### Jobs
• a. In the forum post about medium wave transmitters, why does the writer say the criticized design will drift?
• b. List every CMOS chip that the medium wave transmitter post names.
• c. Write the next part of the forum post on building a medium wave transmitter, starting after its final sentence.

### Extract provided
┄┄┄┄┄┄┄┄┄┄┄┄┄┄┄┄┄┄┄┄

Post by Albert H » Tue Dec 05, 2017 10:40 am

It's a free running oscillator, so it will drift. They shouldn't drive the logic output straight into the gate of the output FET - it's NOT the way to do it. Finally - there's no way this will do "1 Watt". It's designed to operate into a short bit of wire as the aerial. It'll give a reasonable signal around your house, but won't go any further than that.

It's easy to generate a PLL-locked carrier for medium wave - which won't drift! There's a standard crystal (4608kHz) that gives the 9kHz steps you need, and three cheap CMOS chips (4060, 40103, 4046) do the job. This will give you a squarewave at the carrier frequency. If you buffer this with a 4049 (another standard CMOS chip) with all the gates paralleled, you can drive the gate of a medium power FET - an IRF640 is a good choice. The drain of the output FET needs a reasonably big choke to its supply. The supply for the final FET should be from the output of an audio power amplifier IC - I use the TDA2030. The audio IC provides half supply without modulation. I use a small RF transformer to convert the low output impedance from the FET up to around 50Ω for the output lowpass filter - wound on a ferrite toroid.

┄┄┄┄┄┄┄┄┄┄┄┄┄┄┄┄┄┄┄┄

Stored items from a collection
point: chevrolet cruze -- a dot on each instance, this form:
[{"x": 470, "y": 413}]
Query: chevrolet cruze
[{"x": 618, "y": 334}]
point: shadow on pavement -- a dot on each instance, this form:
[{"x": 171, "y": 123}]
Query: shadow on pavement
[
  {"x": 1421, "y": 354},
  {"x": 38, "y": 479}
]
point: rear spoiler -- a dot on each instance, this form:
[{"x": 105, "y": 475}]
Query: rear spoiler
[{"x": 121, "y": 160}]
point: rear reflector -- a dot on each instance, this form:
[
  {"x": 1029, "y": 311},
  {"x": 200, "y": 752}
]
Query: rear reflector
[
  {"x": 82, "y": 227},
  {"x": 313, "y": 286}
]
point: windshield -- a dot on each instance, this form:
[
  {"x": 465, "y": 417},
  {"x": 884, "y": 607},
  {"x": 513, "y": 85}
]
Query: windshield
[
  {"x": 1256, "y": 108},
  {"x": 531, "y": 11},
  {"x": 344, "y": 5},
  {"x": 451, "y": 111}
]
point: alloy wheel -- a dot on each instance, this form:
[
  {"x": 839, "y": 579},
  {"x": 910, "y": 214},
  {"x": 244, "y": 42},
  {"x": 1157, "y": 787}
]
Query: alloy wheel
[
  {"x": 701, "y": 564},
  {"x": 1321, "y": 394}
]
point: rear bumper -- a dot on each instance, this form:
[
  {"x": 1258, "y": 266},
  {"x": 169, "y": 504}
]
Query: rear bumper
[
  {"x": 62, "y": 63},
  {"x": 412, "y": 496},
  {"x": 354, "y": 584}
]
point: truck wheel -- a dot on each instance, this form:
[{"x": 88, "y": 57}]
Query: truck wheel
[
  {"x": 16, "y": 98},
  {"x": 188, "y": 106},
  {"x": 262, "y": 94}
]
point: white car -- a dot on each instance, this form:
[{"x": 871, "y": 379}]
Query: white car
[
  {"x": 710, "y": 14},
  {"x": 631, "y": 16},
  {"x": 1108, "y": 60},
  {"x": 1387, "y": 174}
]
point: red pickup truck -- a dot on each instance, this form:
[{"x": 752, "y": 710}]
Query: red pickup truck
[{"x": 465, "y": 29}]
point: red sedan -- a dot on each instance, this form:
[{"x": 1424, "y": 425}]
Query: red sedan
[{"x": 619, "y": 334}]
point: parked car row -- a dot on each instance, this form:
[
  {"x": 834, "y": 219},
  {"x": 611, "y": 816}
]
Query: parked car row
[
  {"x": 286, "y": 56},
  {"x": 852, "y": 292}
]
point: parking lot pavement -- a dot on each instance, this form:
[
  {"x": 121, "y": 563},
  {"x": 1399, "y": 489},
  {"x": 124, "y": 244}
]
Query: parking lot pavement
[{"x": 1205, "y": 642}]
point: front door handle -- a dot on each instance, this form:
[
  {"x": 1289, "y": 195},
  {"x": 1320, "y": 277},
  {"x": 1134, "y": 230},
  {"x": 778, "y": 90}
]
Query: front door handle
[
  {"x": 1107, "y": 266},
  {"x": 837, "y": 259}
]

┄┄┄┄┄┄┄┄┄┄┄┄┄┄┄┄┄┄┄┄

### Set of answers
• a. It will drift because it uses a free running oscillator. The writer's alternative is a PLL-locked carrier, which won't drift.

• b. 4060, 40103, 4046, 4049

• c.
It's also worth including a basic compressor / limiter into the audio input, so that the rig will handle a range of levels without the need to tweak. Audio lowpass filtering is also essential to keep the bandwidth sensible. The circuit I use has a quad op-amp and a couple of audio FETs and keeps the modulation pretty tight.

Medium wave aerials (if they're to be any use) have to be quite long. A quarter-wavelength is best. You also need a good earth - I used to use a huge area of buried chicken-wire!

To keep the impedances sensible, you want a supply of about three to four times the output power: a 10 Watt carrier rig works well with a couple of car batteries in series, and will work all weekend without a recharge! 10 Watts carrier is 40 Watts peak, and will cover quite a big area with a reasonably good aerial and earth in the day time.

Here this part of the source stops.